## Set problem
Render the rows below as a JSON list of strings, one string per line, with blank lines left out. Leave the pictures out of the list.

** Begin Excerpted records **

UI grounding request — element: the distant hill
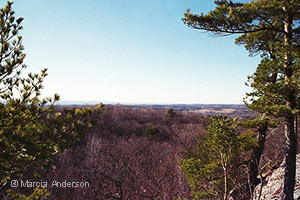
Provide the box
[56,101,251,116]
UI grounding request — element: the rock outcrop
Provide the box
[253,154,300,200]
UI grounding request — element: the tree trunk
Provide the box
[282,117,297,200]
[281,7,297,200]
[249,122,268,192]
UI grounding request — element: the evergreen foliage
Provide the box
[0,2,102,199]
[180,115,256,200]
[183,0,300,200]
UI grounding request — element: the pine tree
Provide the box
[183,0,300,200]
[0,2,102,199]
[180,115,256,200]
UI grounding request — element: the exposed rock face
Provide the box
[253,154,300,200]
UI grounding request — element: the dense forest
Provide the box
[0,0,300,200]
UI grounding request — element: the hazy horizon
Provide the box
[7,0,259,104]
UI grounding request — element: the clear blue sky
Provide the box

** End Excerpted records **

## Response to the exercise
[
  "UI grounding request — element: the distant hill",
  "Provide the box",
  "[56,101,251,116]",
  "UI grounding request — element: the rock outcrop",
  "Provide the box",
  "[253,154,300,200]",
  "UI grounding request — element: the tree trunk",
  "Provide the box",
  "[282,117,297,200]",
  "[281,7,297,200]",
  "[249,122,268,192]",
  "UI grounding request — element: the evergreen foliage",
  "Provide the box",
  "[0,2,102,199]",
  "[180,115,256,200]",
  "[183,0,300,200]",
  "UI grounding request — element: the pine tree",
  "Provide the box",
  "[183,0,300,200]",
  "[0,2,102,199]",
  "[180,115,256,200]",
  "UI grounding request — element: the exposed rock face",
  "Provide the box",
  "[253,154,300,200]",
  "UI grounding request — element: the dense forest",
  "Provide the box",
  "[0,0,300,200]",
  "UI grounding request — element: the hazy horizon",
  "Provide the box",
  "[7,0,259,104]",
  "UI grounding request — element: the clear blue sky",
  "Provide the box"
]